Set exercise: Leave out the pictures and repeat the rest of the material exactly.

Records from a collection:
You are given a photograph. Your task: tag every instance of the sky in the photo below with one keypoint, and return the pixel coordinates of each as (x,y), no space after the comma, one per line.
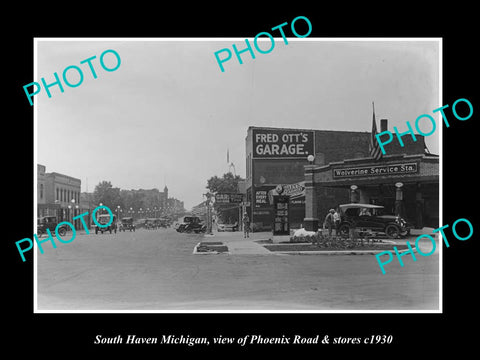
(168,114)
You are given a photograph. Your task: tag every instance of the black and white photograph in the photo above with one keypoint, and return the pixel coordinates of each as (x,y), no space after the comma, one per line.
(223,180)
(238,175)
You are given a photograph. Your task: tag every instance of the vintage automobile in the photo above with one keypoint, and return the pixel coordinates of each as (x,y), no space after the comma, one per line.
(191,224)
(164,222)
(50,222)
(369,218)
(152,223)
(227,227)
(104,219)
(126,224)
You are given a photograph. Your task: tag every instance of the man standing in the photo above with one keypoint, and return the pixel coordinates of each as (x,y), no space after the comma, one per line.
(329,221)
(246,225)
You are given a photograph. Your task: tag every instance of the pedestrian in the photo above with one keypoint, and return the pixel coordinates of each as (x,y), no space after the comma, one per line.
(328,223)
(336,221)
(246,225)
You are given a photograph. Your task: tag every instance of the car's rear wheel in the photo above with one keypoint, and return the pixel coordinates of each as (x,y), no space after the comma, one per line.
(62,231)
(392,231)
(344,230)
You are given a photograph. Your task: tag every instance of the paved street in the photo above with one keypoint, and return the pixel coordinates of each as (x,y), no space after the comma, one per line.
(157,270)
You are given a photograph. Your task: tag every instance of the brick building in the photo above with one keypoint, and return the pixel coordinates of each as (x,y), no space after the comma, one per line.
(57,195)
(277,161)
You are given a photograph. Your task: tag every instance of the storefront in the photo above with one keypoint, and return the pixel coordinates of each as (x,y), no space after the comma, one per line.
(406,185)
(277,163)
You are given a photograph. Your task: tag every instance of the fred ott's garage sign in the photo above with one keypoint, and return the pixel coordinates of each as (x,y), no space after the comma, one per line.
(391,169)
(274,143)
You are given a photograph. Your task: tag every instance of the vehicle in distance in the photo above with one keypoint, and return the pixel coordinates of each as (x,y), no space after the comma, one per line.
(368,217)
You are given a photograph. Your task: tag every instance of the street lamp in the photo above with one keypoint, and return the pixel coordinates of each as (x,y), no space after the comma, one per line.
(73,205)
(76,207)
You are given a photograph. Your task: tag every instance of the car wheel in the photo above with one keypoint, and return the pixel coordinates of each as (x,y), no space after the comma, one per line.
(62,231)
(344,230)
(392,231)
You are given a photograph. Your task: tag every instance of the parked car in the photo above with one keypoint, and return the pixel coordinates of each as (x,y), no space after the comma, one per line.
(104,219)
(126,224)
(49,222)
(368,217)
(227,227)
(152,223)
(191,224)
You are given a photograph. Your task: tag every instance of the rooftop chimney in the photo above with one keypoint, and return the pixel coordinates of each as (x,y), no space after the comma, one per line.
(383,125)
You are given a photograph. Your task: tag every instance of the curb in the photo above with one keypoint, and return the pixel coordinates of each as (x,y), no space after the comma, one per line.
(195,252)
(337,252)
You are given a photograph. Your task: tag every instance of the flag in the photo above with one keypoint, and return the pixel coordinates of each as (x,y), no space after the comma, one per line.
(374,148)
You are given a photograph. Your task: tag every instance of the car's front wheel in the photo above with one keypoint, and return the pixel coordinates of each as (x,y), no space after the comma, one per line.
(392,231)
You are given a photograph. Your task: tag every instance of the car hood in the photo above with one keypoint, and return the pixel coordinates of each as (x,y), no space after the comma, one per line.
(389,217)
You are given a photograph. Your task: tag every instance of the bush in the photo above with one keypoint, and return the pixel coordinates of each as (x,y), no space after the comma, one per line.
(330,241)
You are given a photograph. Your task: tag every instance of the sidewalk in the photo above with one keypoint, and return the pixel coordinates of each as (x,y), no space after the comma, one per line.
(238,245)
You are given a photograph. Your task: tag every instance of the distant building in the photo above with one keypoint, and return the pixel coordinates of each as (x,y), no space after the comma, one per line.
(57,195)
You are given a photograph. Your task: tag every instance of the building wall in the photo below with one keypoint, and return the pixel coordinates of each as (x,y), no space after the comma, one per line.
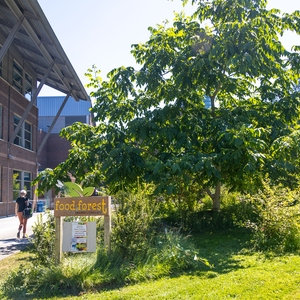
(16,157)
(57,150)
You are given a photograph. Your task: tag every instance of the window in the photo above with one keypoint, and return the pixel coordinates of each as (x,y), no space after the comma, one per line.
(0,185)
(1,134)
(18,77)
(69,120)
(24,136)
(21,181)
(28,86)
(22,81)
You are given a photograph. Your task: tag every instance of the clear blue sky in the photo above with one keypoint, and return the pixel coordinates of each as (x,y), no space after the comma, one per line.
(101,32)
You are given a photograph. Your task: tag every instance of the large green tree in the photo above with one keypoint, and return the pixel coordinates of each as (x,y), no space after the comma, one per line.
(153,123)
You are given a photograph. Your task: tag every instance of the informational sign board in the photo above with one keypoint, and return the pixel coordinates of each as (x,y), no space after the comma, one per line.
(79,237)
(82,206)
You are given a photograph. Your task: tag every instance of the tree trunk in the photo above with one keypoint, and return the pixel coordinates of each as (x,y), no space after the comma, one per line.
(216,198)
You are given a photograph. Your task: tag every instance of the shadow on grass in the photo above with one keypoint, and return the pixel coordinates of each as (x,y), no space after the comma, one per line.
(219,249)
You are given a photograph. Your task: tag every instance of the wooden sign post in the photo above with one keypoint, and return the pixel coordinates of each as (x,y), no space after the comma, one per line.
(81,206)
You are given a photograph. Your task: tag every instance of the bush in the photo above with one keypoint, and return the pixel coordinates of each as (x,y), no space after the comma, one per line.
(134,224)
(44,238)
(278,226)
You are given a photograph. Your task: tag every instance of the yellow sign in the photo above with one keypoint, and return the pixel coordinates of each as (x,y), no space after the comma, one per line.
(82,206)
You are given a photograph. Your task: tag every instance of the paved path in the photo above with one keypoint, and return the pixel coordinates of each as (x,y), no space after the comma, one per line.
(9,243)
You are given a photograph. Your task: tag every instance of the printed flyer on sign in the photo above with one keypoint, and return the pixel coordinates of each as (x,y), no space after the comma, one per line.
(79,237)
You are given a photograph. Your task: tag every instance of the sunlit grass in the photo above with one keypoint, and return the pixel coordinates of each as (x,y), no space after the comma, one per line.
(237,273)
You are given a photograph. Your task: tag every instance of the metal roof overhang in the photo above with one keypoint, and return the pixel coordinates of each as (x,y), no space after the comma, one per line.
(24,22)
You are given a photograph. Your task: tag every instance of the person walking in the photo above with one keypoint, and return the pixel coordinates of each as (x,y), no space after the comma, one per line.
(21,203)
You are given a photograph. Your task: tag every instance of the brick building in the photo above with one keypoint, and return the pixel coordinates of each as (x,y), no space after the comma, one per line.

Solution to the problem:
You are given a photograph. Your task: tag every instance of the sky in the photo below with one keypoint, and return the pixel coordinates of each as (x,y), no space after the comma, one per line.
(168,114)
You are given a photograph. Your task: tag every instance of the black and white photograph in the photo above with one keypoint, and return the pixel coordinates of each as (x,y), no space after the comma, one per line.
(223,180)
(238,175)
You are given a photograph. Your task: tag every instance of the vintage automobile in the photo above with one keypoint, and return the pixel coordinates of each as (x,y), no space after the comma, one per line.
(191,224)
(164,222)
(50,222)
(369,218)
(152,223)
(227,227)
(104,219)
(126,224)
You are given a photograph. Your task: tag every instance of the man standing in the photo above with one keypoint, and return the pixel coordinates of each as (x,y), no space after the comma, one per line.
(329,221)
(246,225)
You are given a photograph. Your task: tag every instance of the pedestrian in the photo above with one keypoint, and return the pixel coordinates of each as (x,y), no space after the comma, one per line.
(328,223)
(336,221)
(246,225)
You are given a photograph. Your task: tag every instance of the car's rear wheel in the photo above with one keypoint, and return the pixel coordinates of each as (x,y), no space after the comma, one per line.
(62,231)
(392,231)
(344,230)
You are given a photograph. Your task: tag every instance of the paved street in the photo above with one keypoint, and return the pixel coordinates of each as (x,y), no space after the comma, one per line.
(157,270)
You are given a photograph. Your task: tag every instance of the brick building in the photo above with one keypoint, and return the pixel coordinates of each as (x,y), no space after the comma, one per line.
(57,195)
(277,161)
You are given a photograph. Your task: tag every instance of the storefront in the photo above with one keypoint, and return the pixel coordinates of each as (x,y), no space after the comma, one per line.
(406,185)
(277,163)
You are given a photograph. Your task: tag every instance of the fred ott's garage sign in the photo above with one keypoint, and return the pixel coordinates of each as (x,y), no space after the comma, one per line.
(391,169)
(274,143)
You are given a photograph. Your task: tag every instance of the vehicle in distance in the photo above with one keypoint, and return the pixel coordinates of each as (x,y), no space after the comma, one per line.
(368,217)
You are given a photograph. Your task: tag every instance of the street lamp in the photo above with one keypoint, and return the pixel coordinates of each as (x,y), no space after the comma, one per line.
(73,205)
(76,207)
You are given a photograph. Your task: tag every instance of the car wheel in the photo above with one keypoint, and return the pixel coordinates of each as (x,y), no space after the comma, one per line.
(62,231)
(344,230)
(392,231)
You are given a photograph. Your task: tag every instance of the parked car in the photo above with one keypoint, and return the pixel coordinates of each as (x,y), no space after the comma, one per line.
(104,219)
(126,224)
(49,222)
(368,217)
(227,227)
(152,223)
(191,224)
You are given a photograph. Your task: tag every instance of the rooftop chimney in the photo above with one keypoint, and return the pixel coordinates of each as (x,y), no space after the comma, one per line.
(383,125)
You are given a photograph. Your task: tag every instance of the curb in the photo above with one keypoint, and return the pixel coordinates of each as (x,y), no space after the comma, one per line.
(195,252)
(337,252)
You are given a photograph. Your task: tag every instance of the flag in the photo above with one keypoint, and return the pixel coordinates of each as (x,y), no space after the comma, one per line.
(374,148)
You are given a photograph. Your task: tag every instance of the car's front wheel in the photo above with one keypoint, and return the pixel coordinates of each as (x,y), no space after the comma, one per line.
(392,231)
You are given a photograph. Your task: tag every instance of the car hood in the photo above with one keypoint, and return the pixel coordinates of each as (x,y), no space after the comma, one per line.
(389,217)
You are given a photograph. Your task: tag every instance of the bush in the photo above with one keypoint, and return the pixel coordinates of each as (x,y), no space after the comma, one per line.
(330,241)
You are given a photograph. Your task: tag every instance of the sidewalk in the photo above with one keypoint, and return the pixel coordinates of each as (x,y), no space after the comma, one per line.
(238,245)
You are given a photograph. Your task: tag every instance of the distant building in the photo above with one keypoint, and return the pixel coordinates of each as (x,y), no space after the comma, one per line.
(57,195)
You are given a photograph. Your task: tag every instance of the building wall in the photo below with one keypoint, and return the pixel coordinates of each as (x,y), no space after the comma, one per line.
(16,157)
(57,150)
You are given a photograph. Your task: tag every instance of the window in the photo above with one keypoint, and return the pixel coordinates of each as (x,y), no space after the comma, one per line.
(0,185)
(1,134)
(18,77)
(69,120)
(24,136)
(21,181)
(28,86)
(22,81)
You are given a photograph. Your task: tag every instance of the clear blue sky in the photo above with one keypoint, and return the pixel coordinates of each as (x,y), no space after the comma, one per line.
(101,32)
You are given a photograph. Your task: tag every instance of the large green tree in the photo above with one keypoint, and return the pixel coordinates of each as (x,y), no space after the comma, one per line.
(153,123)
You are given a photograph. Your task: tag every instance of the informational sign board in the photo above with one keypoint, and return the pixel coordinates of each as (x,y), no space after the comma, one per line.
(79,237)
(82,206)
You are given a photograph. Your task: tag every instance of the tree trunk in the photo above with one keypoint, and return the pixel coordinates of each as (x,y), no space after the comma, one per line.
(216,198)
You are given a photograph. Your task: tag every instance of the shadow on grass in the photo above with one keypoint, and return the pixel coordinates of each as (x,y), no space after the comma, one per line.
(219,249)
You are given a photograph. Your task: tag every instance of the wooden sign post in the photo above with one keypoint, and return the pixel coordinates of each as (x,y), no space after the comma, one per line.
(81,206)
You are given a photograph. Your task: tag every instance of the bush in the photo above with one keypoint, and return the pixel coordinates of each as (x,y), no space after the comma, one per line.
(134,224)
(44,238)
(278,226)
You are given a photograph. Your task: tag every instance of the yellow sign in the photo above with one keypoint, and return the pixel coordinates of each as (x,y), no space after the comma, one per line.
(82,206)
You are given a photograph. Your task: tag every instance of the paved path in the photo above with one keypoint, and return the pixel coordinates of each as (x,y), no space after the comma, one per line.
(9,243)
You are given a photograph. Your task: tag every instance of the printed flyer on sign in the photo above with one keypoint, and return the pixel coordinates of each as (x,y), no space after the comma, one per line.
(79,237)
You are given a photograph. Your task: tag every instance of the sunlit grass in the photo above with one keypoint, and return the pixel coordinates of each as (x,y), no space after the comma, one per line.
(237,273)
You are given a photograph. Your task: tag every instance of the metal roof overhang in the photo above with one keypoint, and return the pixel coordinates of each as (x,y), no space after the comma, one per line.
(24,22)
You are given a photograph. Your task: tag every instance of the person walking in the photo above with one keypoint, and return the pixel coordinates of each as (x,y), no space after the comma, one per line.
(21,203)
You are given a photograph. Your task: tag every instance of the brick building in the photo above with one keypoint, and return the pixel coordinates of each as (x,y), no space after the comma, one per line.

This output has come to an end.